WORK TO BE COMPLETED » Filter the rows below and copy every line that contains the string "candy".

--- BEGIN PROVIDED INFORMATION ---

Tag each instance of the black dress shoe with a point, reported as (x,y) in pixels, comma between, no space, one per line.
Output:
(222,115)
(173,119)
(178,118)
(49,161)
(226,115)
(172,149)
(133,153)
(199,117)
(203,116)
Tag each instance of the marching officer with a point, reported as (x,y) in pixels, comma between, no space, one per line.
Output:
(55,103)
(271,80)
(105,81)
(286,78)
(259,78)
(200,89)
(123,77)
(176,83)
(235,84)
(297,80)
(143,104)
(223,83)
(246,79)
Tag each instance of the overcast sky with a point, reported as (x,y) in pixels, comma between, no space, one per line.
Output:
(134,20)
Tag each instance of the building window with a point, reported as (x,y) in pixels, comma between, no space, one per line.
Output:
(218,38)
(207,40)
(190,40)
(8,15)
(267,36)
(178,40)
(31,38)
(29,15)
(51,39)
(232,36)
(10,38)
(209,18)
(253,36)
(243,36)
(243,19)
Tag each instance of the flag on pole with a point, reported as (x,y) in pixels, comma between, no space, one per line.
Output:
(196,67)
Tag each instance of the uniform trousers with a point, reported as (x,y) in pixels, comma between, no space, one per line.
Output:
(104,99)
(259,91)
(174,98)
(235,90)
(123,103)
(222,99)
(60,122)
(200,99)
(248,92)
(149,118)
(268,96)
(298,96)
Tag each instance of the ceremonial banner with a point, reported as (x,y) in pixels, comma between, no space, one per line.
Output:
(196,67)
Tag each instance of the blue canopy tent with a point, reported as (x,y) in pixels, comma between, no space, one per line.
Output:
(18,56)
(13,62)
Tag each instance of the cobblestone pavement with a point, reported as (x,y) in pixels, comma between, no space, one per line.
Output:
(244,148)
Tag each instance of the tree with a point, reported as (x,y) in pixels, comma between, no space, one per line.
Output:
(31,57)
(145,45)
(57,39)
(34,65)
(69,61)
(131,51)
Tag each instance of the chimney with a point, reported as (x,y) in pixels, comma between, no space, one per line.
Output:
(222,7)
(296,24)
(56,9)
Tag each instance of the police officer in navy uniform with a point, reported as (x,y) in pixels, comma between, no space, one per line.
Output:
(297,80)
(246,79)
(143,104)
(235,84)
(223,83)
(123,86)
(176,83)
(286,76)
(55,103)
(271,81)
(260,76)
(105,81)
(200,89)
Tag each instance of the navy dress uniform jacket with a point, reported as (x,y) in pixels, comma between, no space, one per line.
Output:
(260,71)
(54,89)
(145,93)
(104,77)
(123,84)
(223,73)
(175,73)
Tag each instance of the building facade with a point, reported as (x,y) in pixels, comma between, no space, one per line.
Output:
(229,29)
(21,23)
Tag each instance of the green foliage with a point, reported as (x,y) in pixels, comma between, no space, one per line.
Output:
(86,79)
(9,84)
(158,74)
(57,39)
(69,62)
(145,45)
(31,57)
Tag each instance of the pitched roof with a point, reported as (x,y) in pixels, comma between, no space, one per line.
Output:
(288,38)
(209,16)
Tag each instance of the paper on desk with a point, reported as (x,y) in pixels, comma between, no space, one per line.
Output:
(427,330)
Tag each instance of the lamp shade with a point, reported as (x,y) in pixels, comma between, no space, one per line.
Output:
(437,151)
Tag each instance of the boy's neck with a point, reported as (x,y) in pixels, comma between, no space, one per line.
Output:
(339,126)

--- END PROVIDED INFORMATION ---
--- BEGIN PROVIDED INFORMATION ---

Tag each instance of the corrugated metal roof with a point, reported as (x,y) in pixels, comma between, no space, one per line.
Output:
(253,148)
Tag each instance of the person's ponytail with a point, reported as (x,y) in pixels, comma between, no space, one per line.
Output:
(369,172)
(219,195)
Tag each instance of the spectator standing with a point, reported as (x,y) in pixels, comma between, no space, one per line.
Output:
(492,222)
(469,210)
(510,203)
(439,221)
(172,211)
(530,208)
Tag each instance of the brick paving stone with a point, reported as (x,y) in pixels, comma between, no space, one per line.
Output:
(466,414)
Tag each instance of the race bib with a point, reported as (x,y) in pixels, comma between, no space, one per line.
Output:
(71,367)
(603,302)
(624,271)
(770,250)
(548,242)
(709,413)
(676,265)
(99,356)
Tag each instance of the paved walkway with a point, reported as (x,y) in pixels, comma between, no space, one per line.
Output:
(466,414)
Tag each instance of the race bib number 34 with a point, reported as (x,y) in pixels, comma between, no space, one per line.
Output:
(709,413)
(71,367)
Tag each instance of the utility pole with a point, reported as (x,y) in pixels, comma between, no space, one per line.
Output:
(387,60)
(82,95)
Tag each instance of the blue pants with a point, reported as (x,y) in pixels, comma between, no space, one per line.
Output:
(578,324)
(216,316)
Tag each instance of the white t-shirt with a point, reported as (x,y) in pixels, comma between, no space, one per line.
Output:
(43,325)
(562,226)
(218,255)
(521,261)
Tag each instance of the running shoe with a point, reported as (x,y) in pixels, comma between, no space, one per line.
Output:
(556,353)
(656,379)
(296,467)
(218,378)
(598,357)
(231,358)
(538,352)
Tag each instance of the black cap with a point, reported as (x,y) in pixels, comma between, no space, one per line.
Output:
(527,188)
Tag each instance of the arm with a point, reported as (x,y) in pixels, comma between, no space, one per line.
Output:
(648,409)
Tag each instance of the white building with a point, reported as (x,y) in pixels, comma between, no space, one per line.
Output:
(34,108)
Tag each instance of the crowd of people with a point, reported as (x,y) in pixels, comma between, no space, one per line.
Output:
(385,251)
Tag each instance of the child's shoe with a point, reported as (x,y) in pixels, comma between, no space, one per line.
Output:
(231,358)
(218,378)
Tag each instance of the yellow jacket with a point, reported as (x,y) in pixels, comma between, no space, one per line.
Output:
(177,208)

--- END PROVIDED INFORMATION ---
--- BEGIN PROVIDED INFORMATION ---

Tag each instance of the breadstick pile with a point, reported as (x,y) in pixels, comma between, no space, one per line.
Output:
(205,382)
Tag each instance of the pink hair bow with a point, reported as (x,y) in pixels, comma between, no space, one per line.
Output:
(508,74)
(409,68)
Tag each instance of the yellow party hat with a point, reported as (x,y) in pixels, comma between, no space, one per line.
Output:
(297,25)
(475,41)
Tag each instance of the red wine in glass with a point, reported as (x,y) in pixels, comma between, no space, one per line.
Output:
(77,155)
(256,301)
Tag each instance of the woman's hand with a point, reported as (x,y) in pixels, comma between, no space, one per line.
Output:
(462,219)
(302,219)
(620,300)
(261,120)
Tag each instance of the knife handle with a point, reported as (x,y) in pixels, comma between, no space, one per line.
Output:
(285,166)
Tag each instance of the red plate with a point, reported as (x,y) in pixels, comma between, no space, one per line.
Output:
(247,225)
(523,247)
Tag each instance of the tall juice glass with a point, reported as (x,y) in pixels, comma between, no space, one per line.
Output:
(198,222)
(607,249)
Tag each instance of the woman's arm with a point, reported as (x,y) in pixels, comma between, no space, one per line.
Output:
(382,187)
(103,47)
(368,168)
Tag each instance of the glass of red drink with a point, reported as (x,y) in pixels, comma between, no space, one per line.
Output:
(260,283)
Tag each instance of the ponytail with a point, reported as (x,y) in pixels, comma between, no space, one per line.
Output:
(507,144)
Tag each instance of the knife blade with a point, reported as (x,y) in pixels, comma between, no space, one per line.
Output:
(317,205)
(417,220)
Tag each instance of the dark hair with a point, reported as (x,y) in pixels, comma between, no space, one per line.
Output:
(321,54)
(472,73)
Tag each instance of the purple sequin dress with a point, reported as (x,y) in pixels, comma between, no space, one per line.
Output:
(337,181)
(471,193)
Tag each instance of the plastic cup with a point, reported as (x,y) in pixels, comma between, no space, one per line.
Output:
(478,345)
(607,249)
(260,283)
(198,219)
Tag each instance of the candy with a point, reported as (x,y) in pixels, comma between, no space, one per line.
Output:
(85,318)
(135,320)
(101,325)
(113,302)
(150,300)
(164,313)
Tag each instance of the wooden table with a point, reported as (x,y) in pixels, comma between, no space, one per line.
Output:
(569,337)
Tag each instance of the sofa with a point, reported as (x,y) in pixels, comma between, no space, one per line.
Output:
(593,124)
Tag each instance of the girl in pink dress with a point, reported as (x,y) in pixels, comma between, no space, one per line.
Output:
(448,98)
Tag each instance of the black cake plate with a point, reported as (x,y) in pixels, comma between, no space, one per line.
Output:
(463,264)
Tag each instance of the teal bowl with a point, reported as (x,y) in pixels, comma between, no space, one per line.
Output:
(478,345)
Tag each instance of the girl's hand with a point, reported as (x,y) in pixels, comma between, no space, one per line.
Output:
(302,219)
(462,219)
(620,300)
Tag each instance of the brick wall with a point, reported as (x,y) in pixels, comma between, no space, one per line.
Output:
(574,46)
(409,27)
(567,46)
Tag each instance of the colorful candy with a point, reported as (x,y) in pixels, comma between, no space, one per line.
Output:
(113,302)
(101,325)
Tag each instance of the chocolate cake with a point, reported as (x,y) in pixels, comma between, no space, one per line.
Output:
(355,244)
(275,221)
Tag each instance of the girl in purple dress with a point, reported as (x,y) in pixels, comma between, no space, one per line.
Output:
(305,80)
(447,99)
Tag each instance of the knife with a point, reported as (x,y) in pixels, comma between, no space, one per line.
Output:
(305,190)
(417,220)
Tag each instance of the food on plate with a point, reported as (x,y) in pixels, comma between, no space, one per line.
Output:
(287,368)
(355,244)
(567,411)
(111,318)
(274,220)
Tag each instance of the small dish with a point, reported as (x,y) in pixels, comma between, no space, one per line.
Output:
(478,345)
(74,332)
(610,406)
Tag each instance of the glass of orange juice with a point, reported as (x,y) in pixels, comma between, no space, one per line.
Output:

--- END PROVIDED INFORMATION ---

FINISHED TASK »
Tag each instance of the candy with a point, reported as (x,y) in pixels, comma between, no space, one per line.
Tag each instance of the colorful candy with a point, reported as (x,y) in pixels, comma between, no space, one per line.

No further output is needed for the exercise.